What was the most challenging aspect of starting up the initiative?

The biggest challenge has been socializing an entirely new approach to a mature and slow moving industry that has an incumbency of middlemen with little to no incentive for significant change. That and quieting the raucous rhetoric around the need for massive Patent legislation reform by the largest technology firms. The truth is by allowing the market for commercializing IP and patents to mature on its own much of the current day issues with patent trolls and their operating models will wane as new innovation like idealAsset takes hold and obviates that business model.


What advice do you have for entrepreneurs?

Most entrepreneurs recognize the need to protect their ideas through patenting, or copyright or simply trade secret efforts (keeping their secret sauce, well, secret).  That said they look at this effort as a tactical effort with a specific start/stop timeframe.  Investors tend to check the box with asking if start-ups have protected their ideas.

Innovation and intellectual property is a cornerstone strategy to any eager start-ups success.

Markets are dynamic, R&D expenditures in the US are nearly $2.0 Trillion, yes with a T so people and corporations are inventing all day, every day.  Keeping tabs on innovation and new ideas should be as routine as your quarterly financials; finding and partnering with IP service providers can help keep a successful start-up out of (operating) trouble for years to come.

_CHALLENGES:_
A. According to the interview, how much is spent on R&D in the US?
B. Copy everything in the interview from "The biggest challenge" down to "that business model.".

_STORED DATA:_
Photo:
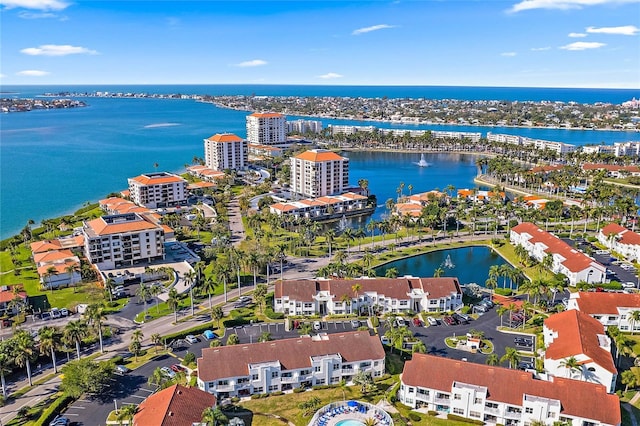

_EXERCISE RESPONSES:_
A. Nearly $2.0 trillion.

B.
The biggest challenge has been socializing an entirely new approach to a mature and slow moving industry that has an incumbency of middlemen with little to no incentive for significant change. That and quieting the raucous rhetoric around the need for massive Patent legislation reform by the largest technology firms. The truth is by allowing the market for commercializing IP and patents to mature on its own much of the current day issues with patent trolls and their operating models will wane as new innovation like idealAsset takes hold and obviates that business model.